§ Stated exercise
Rewrite the material from the line containing "Question. For every instance of the stacked" through the end, including every line in that range. Multiply each coordinate in the answers by 0.2 and round to whole numbers, with halves rounded up, but leave all numbers in the requests and their format samples unchanged.

§ Supplied material
————

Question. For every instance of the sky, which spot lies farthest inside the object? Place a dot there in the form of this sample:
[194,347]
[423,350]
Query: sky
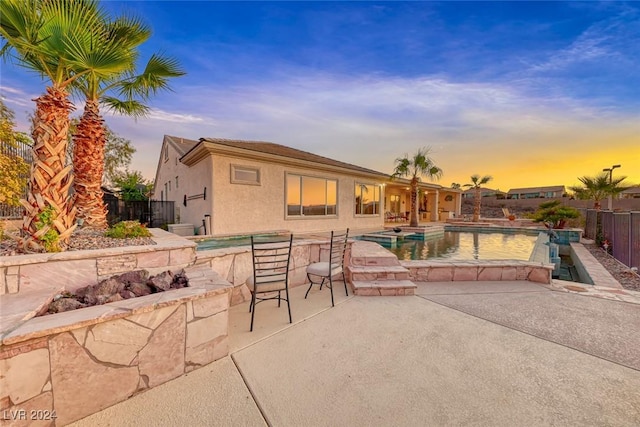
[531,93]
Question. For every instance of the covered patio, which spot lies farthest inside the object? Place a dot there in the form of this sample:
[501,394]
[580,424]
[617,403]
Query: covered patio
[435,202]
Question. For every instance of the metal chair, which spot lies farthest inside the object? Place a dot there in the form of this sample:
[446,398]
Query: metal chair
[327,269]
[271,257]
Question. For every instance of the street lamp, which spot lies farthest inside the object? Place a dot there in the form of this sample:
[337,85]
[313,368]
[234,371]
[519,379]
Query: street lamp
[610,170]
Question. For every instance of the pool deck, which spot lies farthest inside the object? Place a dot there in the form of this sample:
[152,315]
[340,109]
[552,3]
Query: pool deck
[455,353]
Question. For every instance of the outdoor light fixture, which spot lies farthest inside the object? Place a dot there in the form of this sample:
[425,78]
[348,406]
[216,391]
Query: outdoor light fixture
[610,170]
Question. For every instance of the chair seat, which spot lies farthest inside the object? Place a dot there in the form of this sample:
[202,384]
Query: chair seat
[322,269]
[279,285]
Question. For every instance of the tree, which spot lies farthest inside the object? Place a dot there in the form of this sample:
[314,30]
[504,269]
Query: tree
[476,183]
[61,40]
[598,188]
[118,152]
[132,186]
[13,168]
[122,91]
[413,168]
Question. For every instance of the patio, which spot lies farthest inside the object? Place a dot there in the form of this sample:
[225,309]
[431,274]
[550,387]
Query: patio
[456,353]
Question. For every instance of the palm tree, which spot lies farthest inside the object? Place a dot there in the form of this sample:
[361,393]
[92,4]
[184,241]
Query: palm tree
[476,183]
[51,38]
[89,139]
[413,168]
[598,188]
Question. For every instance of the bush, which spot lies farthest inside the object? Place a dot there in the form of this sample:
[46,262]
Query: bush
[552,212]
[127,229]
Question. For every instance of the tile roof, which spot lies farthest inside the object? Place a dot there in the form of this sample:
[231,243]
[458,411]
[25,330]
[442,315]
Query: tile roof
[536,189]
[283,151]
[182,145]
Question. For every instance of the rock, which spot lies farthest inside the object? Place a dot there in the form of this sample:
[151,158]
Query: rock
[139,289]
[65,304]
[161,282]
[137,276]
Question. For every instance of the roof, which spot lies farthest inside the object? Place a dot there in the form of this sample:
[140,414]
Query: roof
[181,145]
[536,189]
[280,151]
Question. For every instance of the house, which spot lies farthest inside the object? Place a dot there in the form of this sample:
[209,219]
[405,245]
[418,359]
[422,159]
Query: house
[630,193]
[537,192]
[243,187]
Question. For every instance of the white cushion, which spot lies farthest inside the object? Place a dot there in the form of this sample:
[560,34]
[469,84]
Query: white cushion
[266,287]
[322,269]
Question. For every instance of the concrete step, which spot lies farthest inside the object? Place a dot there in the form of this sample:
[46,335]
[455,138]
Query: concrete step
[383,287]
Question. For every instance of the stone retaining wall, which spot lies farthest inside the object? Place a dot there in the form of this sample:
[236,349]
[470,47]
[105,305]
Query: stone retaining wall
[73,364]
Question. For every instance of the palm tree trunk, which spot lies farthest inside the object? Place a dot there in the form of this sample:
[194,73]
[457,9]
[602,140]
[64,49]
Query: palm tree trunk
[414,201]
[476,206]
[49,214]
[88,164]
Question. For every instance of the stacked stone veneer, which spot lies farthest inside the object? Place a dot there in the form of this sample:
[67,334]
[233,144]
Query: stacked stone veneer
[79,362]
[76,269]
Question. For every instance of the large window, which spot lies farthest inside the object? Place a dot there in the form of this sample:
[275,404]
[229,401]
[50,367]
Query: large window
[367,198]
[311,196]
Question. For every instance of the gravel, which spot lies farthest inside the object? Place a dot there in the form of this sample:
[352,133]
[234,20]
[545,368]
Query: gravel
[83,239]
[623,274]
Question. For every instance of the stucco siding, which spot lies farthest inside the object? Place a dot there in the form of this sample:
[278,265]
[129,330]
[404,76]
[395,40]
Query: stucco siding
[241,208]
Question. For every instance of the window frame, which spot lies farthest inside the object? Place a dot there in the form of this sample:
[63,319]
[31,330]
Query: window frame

————

§ Task output
Question. For every instance of the stacked stone veneer, which spot lies farthest inside the object? Place a dot there in the form of this sample:
[67,334]
[233,144]
Query: stacked stone veneer
[16,72]
[15,54]
Question. For every instance of the large window, which spot lies farthest inside the object? Place a dot there in the form of this sample:
[275,404]
[229,401]
[50,367]
Query: large window
[73,40]
[62,39]
Question. For every instance of the gravel, which spot lies farthest inside the object? Place a dot there in the form of this sample:
[352,133]
[234,20]
[545,368]
Query: gravel
[17,48]
[125,55]
Question. For every instance of the stucco siding, which spot lies farthest inside the object? Place a dot there in the form of this sample:
[278,265]
[129,330]
[404,76]
[395,40]
Query: stucco siding
[48,42]
Question. For every instance of the window frame, which spot lies farthest inside the object? Place a dot there in the form of this sample:
[63,319]
[31,330]
Query: window frame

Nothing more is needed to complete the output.